Pointing and labeling entries
_ _ _ _

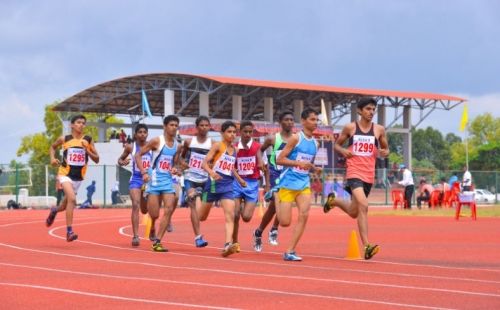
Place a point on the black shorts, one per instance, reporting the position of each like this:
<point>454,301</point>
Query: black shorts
<point>351,184</point>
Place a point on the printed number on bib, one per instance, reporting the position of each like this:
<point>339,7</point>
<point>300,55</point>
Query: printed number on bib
<point>76,157</point>
<point>303,157</point>
<point>246,165</point>
<point>363,145</point>
<point>225,164</point>
<point>165,163</point>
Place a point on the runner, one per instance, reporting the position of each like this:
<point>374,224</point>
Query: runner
<point>194,152</point>
<point>77,148</point>
<point>249,164</point>
<point>159,177</point>
<point>219,163</point>
<point>277,142</point>
<point>365,138</point>
<point>136,185</point>
<point>294,184</point>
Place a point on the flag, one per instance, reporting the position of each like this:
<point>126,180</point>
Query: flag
<point>465,118</point>
<point>145,105</point>
<point>324,118</point>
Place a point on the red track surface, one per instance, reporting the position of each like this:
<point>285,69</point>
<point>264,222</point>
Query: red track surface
<point>424,262</point>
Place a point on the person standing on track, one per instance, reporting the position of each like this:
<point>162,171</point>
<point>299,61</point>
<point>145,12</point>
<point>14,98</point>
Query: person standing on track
<point>193,153</point>
<point>366,141</point>
<point>136,184</point>
<point>77,148</point>
<point>249,163</point>
<point>220,165</point>
<point>277,142</point>
<point>294,184</point>
<point>160,188</point>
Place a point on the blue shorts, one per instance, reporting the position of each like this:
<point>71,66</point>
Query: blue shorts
<point>249,193</point>
<point>135,182</point>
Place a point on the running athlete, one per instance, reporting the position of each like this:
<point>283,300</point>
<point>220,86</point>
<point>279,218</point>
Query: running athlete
<point>77,148</point>
<point>159,177</point>
<point>136,185</point>
<point>193,152</point>
<point>249,163</point>
<point>220,165</point>
<point>277,142</point>
<point>294,185</point>
<point>366,141</point>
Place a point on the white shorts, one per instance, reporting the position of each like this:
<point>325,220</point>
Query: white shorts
<point>76,184</point>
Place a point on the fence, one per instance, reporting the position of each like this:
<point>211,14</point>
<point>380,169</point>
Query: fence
<point>39,184</point>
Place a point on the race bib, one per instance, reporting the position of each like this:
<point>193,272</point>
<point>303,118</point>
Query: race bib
<point>363,145</point>
<point>165,163</point>
<point>195,161</point>
<point>303,157</point>
<point>225,164</point>
<point>246,165</point>
<point>76,157</point>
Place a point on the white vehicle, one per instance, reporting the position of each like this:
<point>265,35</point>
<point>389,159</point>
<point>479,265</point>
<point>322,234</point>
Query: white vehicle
<point>484,196</point>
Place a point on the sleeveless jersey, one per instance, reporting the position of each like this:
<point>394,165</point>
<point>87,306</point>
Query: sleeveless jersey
<point>163,161</point>
<point>195,155</point>
<point>364,147</point>
<point>246,161</point>
<point>145,162</point>
<point>75,158</point>
<point>296,178</point>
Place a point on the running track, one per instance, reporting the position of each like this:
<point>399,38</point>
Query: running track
<point>424,263</point>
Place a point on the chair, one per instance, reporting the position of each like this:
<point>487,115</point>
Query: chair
<point>434,198</point>
<point>397,197</point>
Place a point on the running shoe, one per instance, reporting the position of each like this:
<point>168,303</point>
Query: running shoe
<point>229,249</point>
<point>371,250</point>
<point>152,235</point>
<point>200,243</point>
<point>257,242</point>
<point>273,237</point>
<point>71,236</point>
<point>157,247</point>
<point>136,241</point>
<point>329,202</point>
<point>52,216</point>
<point>291,257</point>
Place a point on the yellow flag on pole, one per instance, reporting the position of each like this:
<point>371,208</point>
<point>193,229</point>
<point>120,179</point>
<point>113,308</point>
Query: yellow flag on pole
<point>465,118</point>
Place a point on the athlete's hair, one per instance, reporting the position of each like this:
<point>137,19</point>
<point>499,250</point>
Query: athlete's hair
<point>285,113</point>
<point>201,118</point>
<point>226,125</point>
<point>140,126</point>
<point>77,117</point>
<point>246,123</point>
<point>308,111</point>
<point>363,102</point>
<point>170,118</point>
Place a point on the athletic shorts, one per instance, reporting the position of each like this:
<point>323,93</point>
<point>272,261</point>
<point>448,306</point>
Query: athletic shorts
<point>63,179</point>
<point>135,182</point>
<point>352,184</point>
<point>250,193</point>
<point>289,195</point>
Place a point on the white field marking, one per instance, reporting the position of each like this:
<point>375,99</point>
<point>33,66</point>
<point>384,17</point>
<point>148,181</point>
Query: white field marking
<point>260,290</point>
<point>254,274</point>
<point>121,298</point>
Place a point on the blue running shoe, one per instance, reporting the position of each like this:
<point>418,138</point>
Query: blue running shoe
<point>291,257</point>
<point>200,243</point>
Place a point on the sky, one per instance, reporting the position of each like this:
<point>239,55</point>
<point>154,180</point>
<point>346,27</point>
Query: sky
<point>51,50</point>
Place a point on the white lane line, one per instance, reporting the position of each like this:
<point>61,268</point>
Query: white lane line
<point>121,298</point>
<point>255,274</point>
<point>267,291</point>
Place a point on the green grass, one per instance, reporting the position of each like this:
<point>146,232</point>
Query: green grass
<point>482,211</point>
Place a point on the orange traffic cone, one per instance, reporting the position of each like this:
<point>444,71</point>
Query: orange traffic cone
<point>353,247</point>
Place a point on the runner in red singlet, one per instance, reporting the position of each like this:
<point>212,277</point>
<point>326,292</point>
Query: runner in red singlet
<point>366,141</point>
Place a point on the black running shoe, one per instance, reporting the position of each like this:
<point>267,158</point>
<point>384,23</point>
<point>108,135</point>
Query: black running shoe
<point>329,202</point>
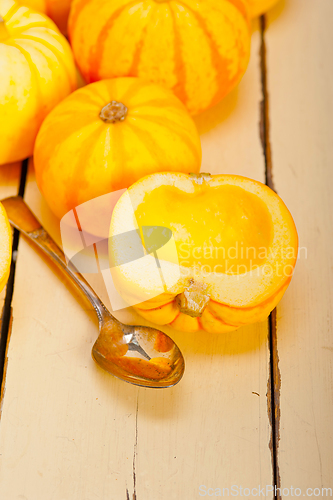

_ _ _ _

**WHAT THE EXERCISE ASKS:** Set down the data above line for line, without altering anything, and omit the pictures.

**RIGHT ANSWER:**
Place a point on the black shorts, one per instance, reporting the position of each like this:
<point>454,301</point>
Query: black shorts
<point>351,184</point>
Place a point on the printed number on bib, one per instance, reporting the position of each like this:
<point>339,7</point>
<point>300,55</point>
Query: printed number on bib
<point>76,157</point>
<point>303,157</point>
<point>246,165</point>
<point>363,145</point>
<point>225,164</point>
<point>165,163</point>
Place a point on the runner, one per instance, reporting the position of each like this:
<point>374,224</point>
Query: runner
<point>194,152</point>
<point>77,148</point>
<point>249,164</point>
<point>159,177</point>
<point>219,163</point>
<point>277,142</point>
<point>365,138</point>
<point>136,185</point>
<point>294,184</point>
Place a point on the flag, one per instance, reporting the position of each like this:
<point>126,180</point>
Query: flag
<point>465,118</point>
<point>145,105</point>
<point>324,118</point>
Place a point on the red track surface, one per instance, reporting the position of each like this:
<point>285,69</point>
<point>264,222</point>
Query: red track surface
<point>424,262</point>
Place a point on the person standing on track, one per instance, reporting the position of each like this:
<point>162,171</point>
<point>299,61</point>
<point>145,12</point>
<point>14,98</point>
Query: person standing on track
<point>193,153</point>
<point>366,141</point>
<point>136,184</point>
<point>77,148</point>
<point>249,163</point>
<point>220,165</point>
<point>277,142</point>
<point>294,184</point>
<point>160,188</point>
Place a point on the blue shorts, one per instance, reporting the position of each like this:
<point>71,66</point>
Query: blue shorts
<point>249,193</point>
<point>135,182</point>
Place a point on the running athlete, one per instance, reporting the position of each like this:
<point>283,300</point>
<point>220,86</point>
<point>279,218</point>
Query: running athlete
<point>77,148</point>
<point>159,177</point>
<point>136,185</point>
<point>193,152</point>
<point>249,163</point>
<point>220,165</point>
<point>277,142</point>
<point>294,185</point>
<point>366,141</point>
Place a point on the white shorts, one per instance, reporting the position of each like this:
<point>325,220</point>
Query: white shorts
<point>76,184</point>
Place a point on the fence, one per instance, reporting the position of each like this:
<point>211,14</point>
<point>380,169</point>
Query: fence
<point>39,184</point>
Place a point on the race bib, one per instance, reporting the position of each like this:
<point>193,272</point>
<point>303,118</point>
Query: race bib
<point>363,145</point>
<point>165,163</point>
<point>195,161</point>
<point>303,157</point>
<point>225,164</point>
<point>246,165</point>
<point>76,157</point>
Place a point on the white vehicle, one per instance, reporting the position of each like this:
<point>265,35</point>
<point>389,159</point>
<point>479,265</point>
<point>322,234</point>
Query: white vehicle
<point>484,196</point>
Place a point on the sleeveless jersey, one per instance, reporting the position of each like this:
<point>394,165</point>
<point>87,306</point>
Query: sleeveless jersey
<point>163,161</point>
<point>195,155</point>
<point>364,147</point>
<point>246,161</point>
<point>145,162</point>
<point>75,158</point>
<point>296,178</point>
Place a point on the running track, one per instance, reporting the position of each like this:
<point>399,38</point>
Query: running track
<point>424,263</point>
Place a point on the chair, one per instance, reporting the position of each like this:
<point>487,115</point>
Query: chair
<point>434,198</point>
<point>397,197</point>
Place a point on the running shoe, one per instance, reporting the position of each like this:
<point>168,303</point>
Query: running shoe
<point>229,249</point>
<point>371,250</point>
<point>152,235</point>
<point>200,243</point>
<point>257,242</point>
<point>273,237</point>
<point>71,236</point>
<point>157,247</point>
<point>136,241</point>
<point>329,202</point>
<point>52,216</point>
<point>291,257</point>
Place a point on the yellow flag on pole, one per instance, reporting the position of each like this:
<point>371,208</point>
<point>193,229</point>
<point>120,179</point>
<point>113,308</point>
Query: yellow flag on pole
<point>465,118</point>
Place a point on the athlete's hair, one per instance, reporting the position of each like this:
<point>137,19</point>
<point>499,250</point>
Query: athlete's hair
<point>285,113</point>
<point>201,118</point>
<point>226,125</point>
<point>140,126</point>
<point>77,117</point>
<point>246,123</point>
<point>308,111</point>
<point>363,102</point>
<point>170,118</point>
Place a point on the athletic shorts, one per instance, reporting the position of each like this:
<point>323,93</point>
<point>272,261</point>
<point>448,306</point>
Query: athletic shorts
<point>63,179</point>
<point>135,182</point>
<point>352,184</point>
<point>250,193</point>
<point>289,195</point>
Place a point on the white field marking, one per instance, reporting the position of each like this:
<point>375,99</point>
<point>33,66</point>
<point>384,17</point>
<point>148,181</point>
Query: white field marking
<point>260,290</point>
<point>254,274</point>
<point>121,298</point>
Place a point on the blue running shoe, one per instance, reporting the position of each like this:
<point>418,138</point>
Query: blue running shoe
<point>291,257</point>
<point>200,243</point>
Place a point on the sky, one per instance, reporting the position of each like this:
<point>239,55</point>
<point>154,180</point>
<point>346,27</point>
Query: sky
<point>51,50</point>
Place a point on the white lane line, one per instance, reporting the position of each like this:
<point>61,268</point>
Query: white lane line
<point>121,298</point>
<point>255,274</point>
<point>267,291</point>
Place a point on the green grass, one per instance, reporting the position of each like this:
<point>146,232</point>
Query: green grass
<point>482,211</point>
Place a point on the orange traffic cone, one per instance, reporting the position of each like this:
<point>444,71</point>
Query: orange traffic cone
<point>353,247</point>
Place a point on the runner in red singlet, one per instance, reporting the position of each like this:
<point>212,277</point>
<point>326,292</point>
Query: runner in red singlet
<point>366,141</point>
Place a point on the black running shoe, one per instance, reporting the position of each like this:
<point>267,158</point>
<point>384,23</point>
<point>108,135</point>
Query: black running shoe
<point>329,202</point>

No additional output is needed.